- _Set problem 1_: In the passage on bus and DMA issues, what do some UNIBUS devices need while an IO operation on them is active?
- _Set problem 2_: Name every type of bus mentioned in the passage on bus and DMA issues.

- _Passage provided_:

>> Begin

There may well be other issues I  haven't touched on.
For example, some UNIBUS devices require exclusive use of the UNIBUS
whilst an IO operation on them is active.  I don't know  if the
NetBSD/vax port will ever support them; but they do exist.  Heck,
the're even 4.3bsd drivers somewhere.

I also wonder about devices like Sbus-to-VME adaptors, which
presumably have similar issues when mapping DMA.   Of course
some Suns have directly-attached VME buses, not just Sbus-to-VME
adaptors; and it would be regrettable if different drivers
for a given VME device were needed for the two systems.


If one is concerned about these issues -- and I sometimes am -- then
the x86 bounce-buffer strategy used in FreeBSD is not sufficent for
NetBSD's x86 targets.  It's not clear that it's a even useful starting
point for drivers which address these other issues. 
``There are more things in heaven and earth'', &c.

>> End

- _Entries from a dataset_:
>> Begin

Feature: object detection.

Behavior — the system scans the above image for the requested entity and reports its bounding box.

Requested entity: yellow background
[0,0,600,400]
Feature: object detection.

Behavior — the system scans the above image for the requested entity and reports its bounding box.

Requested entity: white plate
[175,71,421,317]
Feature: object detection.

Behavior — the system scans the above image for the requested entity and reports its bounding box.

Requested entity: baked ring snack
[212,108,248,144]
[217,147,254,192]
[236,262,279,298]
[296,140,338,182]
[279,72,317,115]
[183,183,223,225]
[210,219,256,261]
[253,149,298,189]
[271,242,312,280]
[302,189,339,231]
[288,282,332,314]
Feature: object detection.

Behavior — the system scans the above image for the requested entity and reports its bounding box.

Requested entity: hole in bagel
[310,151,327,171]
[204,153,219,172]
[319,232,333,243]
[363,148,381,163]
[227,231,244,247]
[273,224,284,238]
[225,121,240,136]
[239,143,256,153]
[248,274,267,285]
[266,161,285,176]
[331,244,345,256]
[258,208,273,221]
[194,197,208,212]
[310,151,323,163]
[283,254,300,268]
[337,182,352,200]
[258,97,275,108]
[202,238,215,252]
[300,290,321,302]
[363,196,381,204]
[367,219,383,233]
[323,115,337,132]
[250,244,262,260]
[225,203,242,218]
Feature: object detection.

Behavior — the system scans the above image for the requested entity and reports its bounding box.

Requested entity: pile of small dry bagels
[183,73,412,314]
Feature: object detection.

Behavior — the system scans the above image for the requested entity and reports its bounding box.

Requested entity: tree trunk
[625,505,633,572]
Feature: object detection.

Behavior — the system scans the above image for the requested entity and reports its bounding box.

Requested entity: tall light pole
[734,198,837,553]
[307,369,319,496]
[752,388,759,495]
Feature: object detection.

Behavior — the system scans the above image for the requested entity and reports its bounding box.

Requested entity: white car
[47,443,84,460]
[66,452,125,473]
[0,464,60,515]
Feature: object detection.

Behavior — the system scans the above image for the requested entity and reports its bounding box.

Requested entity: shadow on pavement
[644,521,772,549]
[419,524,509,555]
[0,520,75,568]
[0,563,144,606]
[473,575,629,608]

>> End

- _Correct output 1_: Exclusive use of the UNIBUS.

- _Correct output 2_: UNIBUS, Sbus, VME